§ **AUFGABEN**:
a: Welche Menge Überschussschlamm wurde laut der Entscheidung zur Schlammeinleitung in das öffentliche Kanalnetz abgeleitet?
b: Erläutern Sie anhand der Entscheidung zur Schlammeinleitung, weshalb die Ableitung als Verstoß gegen Spruchpunkt 4. des Anschlussbescheides gewertet wurde.
c: Schreiben Sie die Entscheidung zur Schlammeinleitung im Anschluss an ihren letzten Satz weiter.

Normen
11997E234 EG Art234;
61999CJ0516 Walter Schmid VORAB;
B-VG Art129a;
B-VG Art129b;
EURallg;
MRK Art6 Abs1;
UVSG Vlbg 1990 idF 2003/013;
11997E234 EG Art234;
61999CJ0516 Walter Schmid VORAB;
B-VG Art129a;
B-VG Art129b;
EURallg;
MRK Art6 Abs1;
UVSG Vlbg 1990 idF 2003/013;
Spruch:
Die Beschwerde wird als unbegründet abgewiesen.
Der Beschwerdeführer hat dem Land Vorarlberg Aufwendungen in der Höhe von EUR 381,90 binnen zwei Wochen bei sonstiger Exekution zu ersetzen.
Begründung
Mit dem angefochtenen, im Instanzenzug ergangenen Bescheid der belangten Behörde wurde dem Beschwerdeführer als handelsrechtlichem Geschäftsführer mit selbständiger Vertretungsbefugnis der K.D.P. GmbH, die persönlich haftende Gesellschafterin der K.D.P. GmbH & Co sei, eine Übertretung des § 25 Abs. 1 lit. e Vlbg. KanalisationsG i.V.m. Spruchpunkt 4. des Bescheides der Berufungskommission der Gemeinde H. vom 19. Dezember 1995 i.V.m. dem Bescheid der Gemeinde Hörbranz vom 14. Juni 1994 zur Last gelegt. Er habe im Zeitraum vom 7. Jänner 2002 morgens bis 8. Jänner 2002 ca. 11 Uhr rund 200 m3 Überschussschlamm, das entspreche mindestens 1 Tonne Trockensubstanz, aus der Betriebskläranlage der K.D.P. GmbH & Co ins öffentliche Kanalnetz und in weiterer Folge in die ARA L. abgeleitet. Dieser Abfall der Schlüssel-Nummer 94302 gemäß ÖNORM S 2100, der nicht stofflich verwertet worden sei, sei somit entgegen dem Spruchpunkt 4. des Anschlussbescheides der Gemeinde H. in das Kanalisationsnetz eingeleitet worden. Der Spruchpunkt 4.

§ **DATENAUSZUG**:
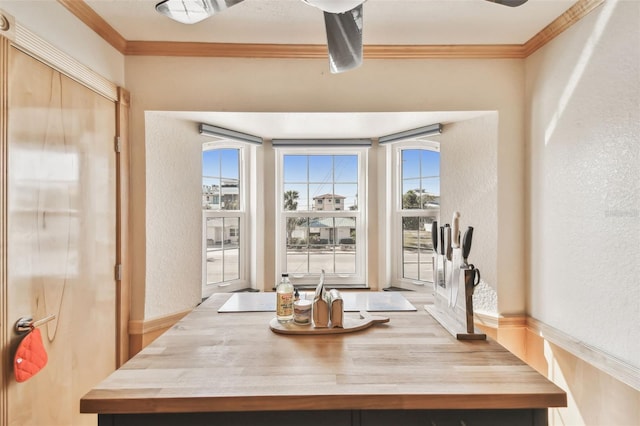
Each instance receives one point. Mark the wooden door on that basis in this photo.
(60, 237)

§ **LÖSUNGEN**:
a: Rund 200 m³ Überschussschlamm, was mindestens 1 Tonne Trockensubstanz entspricht.

b: Der abgeleitete Überschussschlamm war Abfall der Schlüssel-Nummer 94302 gemäß ÖNORM S 2100 und wurde nicht stofflich verwertet. Damit wurde er entgegen Spruchpunkt 4. des Anschlussbescheides der Gemeinde H. in das Kanalisationsnetz eingeleitet.

c:
des vorerwähnten Bescheides laute wie folgt:
"Abfälle iS der ÖNORM S 2100 dürfen nicht in das
Kanalisationsnetz eingeleitet werden."
Der Verfassungsgerichtshof lehnte die Behandlung der zunächst
bei ihm eingebrachten Beschwerde mit Beschluss vom
23. Februar 2004, B 1578/03-3 u.a., ab und trat die Beschwerde auf
Grund eines entsprechenden Antrages des Beschwerdeführers mit
Beschluss vom 14. April 2004, B 1578/03-5 u.a., an den
Verwaltungsgerichtshof zur Entscheidung ab.
In der nach Aufforderung ergänzten Beschwerde wird Rechtswidrigkeit des Inhaltes und Rechtswidrigkeit infolge Verletzung von Verfahrensvorschriften geltend gemacht.
Die belangte Behörde hat eine Gegenschrift erstattet und die kostenpflichtige Abweisung der Beschwerde beantragt.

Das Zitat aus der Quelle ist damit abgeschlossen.